▶ [GOAL OF THE EXERCISE]:
Copy the listing below word for word, starting at the line that contains "the blurred background crowd" and stopping after its final line.

▶ [ENTRIES SUPPLIED]:
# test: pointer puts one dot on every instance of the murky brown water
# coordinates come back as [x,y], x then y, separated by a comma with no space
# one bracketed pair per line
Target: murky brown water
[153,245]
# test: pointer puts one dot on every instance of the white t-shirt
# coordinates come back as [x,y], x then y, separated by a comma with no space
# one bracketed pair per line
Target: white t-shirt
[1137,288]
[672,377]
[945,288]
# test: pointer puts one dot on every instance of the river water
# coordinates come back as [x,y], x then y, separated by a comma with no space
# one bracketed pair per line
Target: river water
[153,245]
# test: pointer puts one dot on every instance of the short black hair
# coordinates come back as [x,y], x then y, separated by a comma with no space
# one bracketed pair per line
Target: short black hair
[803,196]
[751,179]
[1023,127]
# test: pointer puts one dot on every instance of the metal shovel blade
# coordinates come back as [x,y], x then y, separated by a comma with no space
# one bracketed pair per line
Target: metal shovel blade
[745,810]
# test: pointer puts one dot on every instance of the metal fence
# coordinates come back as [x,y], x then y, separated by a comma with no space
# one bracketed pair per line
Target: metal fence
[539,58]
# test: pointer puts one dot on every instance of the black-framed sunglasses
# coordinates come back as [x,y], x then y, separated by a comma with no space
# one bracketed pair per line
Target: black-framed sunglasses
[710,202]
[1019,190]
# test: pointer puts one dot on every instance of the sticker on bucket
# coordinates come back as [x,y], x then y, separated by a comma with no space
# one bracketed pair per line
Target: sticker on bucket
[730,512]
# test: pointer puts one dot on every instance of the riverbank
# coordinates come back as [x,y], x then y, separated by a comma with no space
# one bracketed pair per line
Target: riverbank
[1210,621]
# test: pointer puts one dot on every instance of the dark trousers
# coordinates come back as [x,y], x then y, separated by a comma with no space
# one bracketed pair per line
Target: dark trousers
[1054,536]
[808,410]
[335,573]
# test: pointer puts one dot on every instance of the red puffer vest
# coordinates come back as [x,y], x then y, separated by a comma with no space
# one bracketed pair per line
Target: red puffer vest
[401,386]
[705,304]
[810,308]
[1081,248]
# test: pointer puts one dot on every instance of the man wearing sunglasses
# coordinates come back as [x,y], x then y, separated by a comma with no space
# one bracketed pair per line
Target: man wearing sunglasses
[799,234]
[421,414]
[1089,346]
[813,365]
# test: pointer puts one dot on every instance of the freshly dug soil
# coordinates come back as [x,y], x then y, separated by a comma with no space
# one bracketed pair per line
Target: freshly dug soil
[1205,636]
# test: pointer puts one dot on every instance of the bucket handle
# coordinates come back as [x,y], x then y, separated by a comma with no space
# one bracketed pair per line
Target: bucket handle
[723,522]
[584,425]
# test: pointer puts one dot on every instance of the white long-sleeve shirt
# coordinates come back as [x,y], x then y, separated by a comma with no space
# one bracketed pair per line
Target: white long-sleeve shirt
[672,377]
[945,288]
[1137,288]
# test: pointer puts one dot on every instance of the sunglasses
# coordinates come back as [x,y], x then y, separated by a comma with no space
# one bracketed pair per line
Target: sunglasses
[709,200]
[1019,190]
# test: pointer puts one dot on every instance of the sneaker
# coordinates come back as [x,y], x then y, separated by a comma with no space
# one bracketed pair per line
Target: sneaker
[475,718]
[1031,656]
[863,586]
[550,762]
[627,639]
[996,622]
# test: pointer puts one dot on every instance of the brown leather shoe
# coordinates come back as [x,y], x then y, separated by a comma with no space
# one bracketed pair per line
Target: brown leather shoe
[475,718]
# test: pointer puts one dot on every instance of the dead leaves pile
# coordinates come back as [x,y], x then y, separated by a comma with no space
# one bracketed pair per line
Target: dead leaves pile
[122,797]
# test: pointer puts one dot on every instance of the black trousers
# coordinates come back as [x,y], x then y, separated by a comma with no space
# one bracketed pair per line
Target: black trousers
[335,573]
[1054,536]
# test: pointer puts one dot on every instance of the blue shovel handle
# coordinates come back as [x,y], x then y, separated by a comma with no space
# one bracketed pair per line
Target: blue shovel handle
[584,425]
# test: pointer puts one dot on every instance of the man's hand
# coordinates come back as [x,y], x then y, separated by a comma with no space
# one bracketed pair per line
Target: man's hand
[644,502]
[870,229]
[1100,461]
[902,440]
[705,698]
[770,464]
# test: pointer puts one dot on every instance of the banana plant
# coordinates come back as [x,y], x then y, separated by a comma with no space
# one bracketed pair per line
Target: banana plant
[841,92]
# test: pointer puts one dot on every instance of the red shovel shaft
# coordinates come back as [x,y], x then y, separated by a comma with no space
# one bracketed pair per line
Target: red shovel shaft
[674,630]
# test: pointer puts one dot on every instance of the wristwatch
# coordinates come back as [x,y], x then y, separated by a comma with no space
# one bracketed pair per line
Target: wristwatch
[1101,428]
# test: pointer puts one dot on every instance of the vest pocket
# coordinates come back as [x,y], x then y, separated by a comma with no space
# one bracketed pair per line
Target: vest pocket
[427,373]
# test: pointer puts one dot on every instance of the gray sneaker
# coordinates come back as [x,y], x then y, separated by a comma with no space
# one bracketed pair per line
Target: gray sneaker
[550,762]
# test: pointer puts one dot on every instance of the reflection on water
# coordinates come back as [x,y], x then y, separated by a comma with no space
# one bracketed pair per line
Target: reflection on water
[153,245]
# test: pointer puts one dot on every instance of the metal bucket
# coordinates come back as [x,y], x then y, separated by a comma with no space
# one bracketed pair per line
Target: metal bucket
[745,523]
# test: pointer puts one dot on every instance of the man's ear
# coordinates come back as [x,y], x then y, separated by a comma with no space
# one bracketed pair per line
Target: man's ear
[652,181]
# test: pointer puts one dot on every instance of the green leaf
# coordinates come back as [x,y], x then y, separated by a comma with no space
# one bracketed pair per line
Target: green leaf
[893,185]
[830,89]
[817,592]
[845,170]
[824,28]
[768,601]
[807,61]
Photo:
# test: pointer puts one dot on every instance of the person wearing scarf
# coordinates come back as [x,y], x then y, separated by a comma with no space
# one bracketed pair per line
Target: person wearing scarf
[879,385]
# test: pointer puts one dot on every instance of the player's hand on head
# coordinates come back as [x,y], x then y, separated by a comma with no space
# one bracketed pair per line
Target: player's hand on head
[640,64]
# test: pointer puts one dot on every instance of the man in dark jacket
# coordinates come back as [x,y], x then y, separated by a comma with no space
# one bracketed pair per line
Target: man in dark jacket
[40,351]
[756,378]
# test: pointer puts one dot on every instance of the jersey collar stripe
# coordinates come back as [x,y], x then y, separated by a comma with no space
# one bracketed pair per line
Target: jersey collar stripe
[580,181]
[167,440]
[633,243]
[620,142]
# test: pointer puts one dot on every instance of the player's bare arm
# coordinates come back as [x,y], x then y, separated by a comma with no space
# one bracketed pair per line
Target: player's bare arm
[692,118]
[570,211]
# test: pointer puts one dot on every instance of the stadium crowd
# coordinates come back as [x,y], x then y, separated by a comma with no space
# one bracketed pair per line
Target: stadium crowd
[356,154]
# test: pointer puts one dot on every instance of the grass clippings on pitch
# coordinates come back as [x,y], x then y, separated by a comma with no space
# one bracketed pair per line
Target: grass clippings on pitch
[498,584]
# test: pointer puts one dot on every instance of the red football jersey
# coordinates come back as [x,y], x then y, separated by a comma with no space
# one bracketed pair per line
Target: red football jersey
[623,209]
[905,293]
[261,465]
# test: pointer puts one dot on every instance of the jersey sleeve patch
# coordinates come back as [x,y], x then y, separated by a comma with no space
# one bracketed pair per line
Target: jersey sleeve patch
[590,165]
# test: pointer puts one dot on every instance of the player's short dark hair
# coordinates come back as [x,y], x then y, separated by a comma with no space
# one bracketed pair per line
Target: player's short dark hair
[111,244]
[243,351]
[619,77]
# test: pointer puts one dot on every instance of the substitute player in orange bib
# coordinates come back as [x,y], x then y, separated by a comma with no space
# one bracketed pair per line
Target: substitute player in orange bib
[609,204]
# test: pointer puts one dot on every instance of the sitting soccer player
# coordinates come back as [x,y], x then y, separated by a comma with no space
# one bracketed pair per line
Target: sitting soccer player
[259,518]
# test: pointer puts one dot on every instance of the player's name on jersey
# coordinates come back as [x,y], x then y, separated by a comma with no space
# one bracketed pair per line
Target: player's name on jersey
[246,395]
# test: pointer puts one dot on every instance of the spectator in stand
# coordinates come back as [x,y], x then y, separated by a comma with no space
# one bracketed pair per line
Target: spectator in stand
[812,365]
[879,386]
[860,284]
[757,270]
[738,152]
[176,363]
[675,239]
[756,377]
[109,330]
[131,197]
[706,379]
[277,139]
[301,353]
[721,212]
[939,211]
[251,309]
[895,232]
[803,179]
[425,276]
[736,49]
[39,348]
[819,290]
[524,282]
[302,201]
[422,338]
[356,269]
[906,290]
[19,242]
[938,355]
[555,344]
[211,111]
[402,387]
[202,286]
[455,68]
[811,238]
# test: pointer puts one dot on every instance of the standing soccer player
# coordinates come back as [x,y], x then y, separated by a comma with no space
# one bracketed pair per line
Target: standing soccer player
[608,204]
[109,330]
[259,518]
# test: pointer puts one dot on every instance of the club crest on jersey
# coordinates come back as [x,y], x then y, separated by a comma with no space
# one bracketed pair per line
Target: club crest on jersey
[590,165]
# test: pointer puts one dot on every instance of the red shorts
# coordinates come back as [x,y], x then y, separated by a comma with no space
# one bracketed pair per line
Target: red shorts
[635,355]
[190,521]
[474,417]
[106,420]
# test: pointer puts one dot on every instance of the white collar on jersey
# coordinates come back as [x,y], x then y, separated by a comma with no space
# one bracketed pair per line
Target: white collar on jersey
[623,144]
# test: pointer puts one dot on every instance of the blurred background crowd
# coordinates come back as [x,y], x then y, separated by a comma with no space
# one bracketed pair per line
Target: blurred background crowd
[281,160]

▶ [ANSWER TO THE TASK]:
# test: pointer puts one dot on every instance of the blurred background crowd
# coordinates come back as [x,y], x then y, separated by a comma with no space
# one bracketed pair per line
Target: blurred background crowd
[281,160]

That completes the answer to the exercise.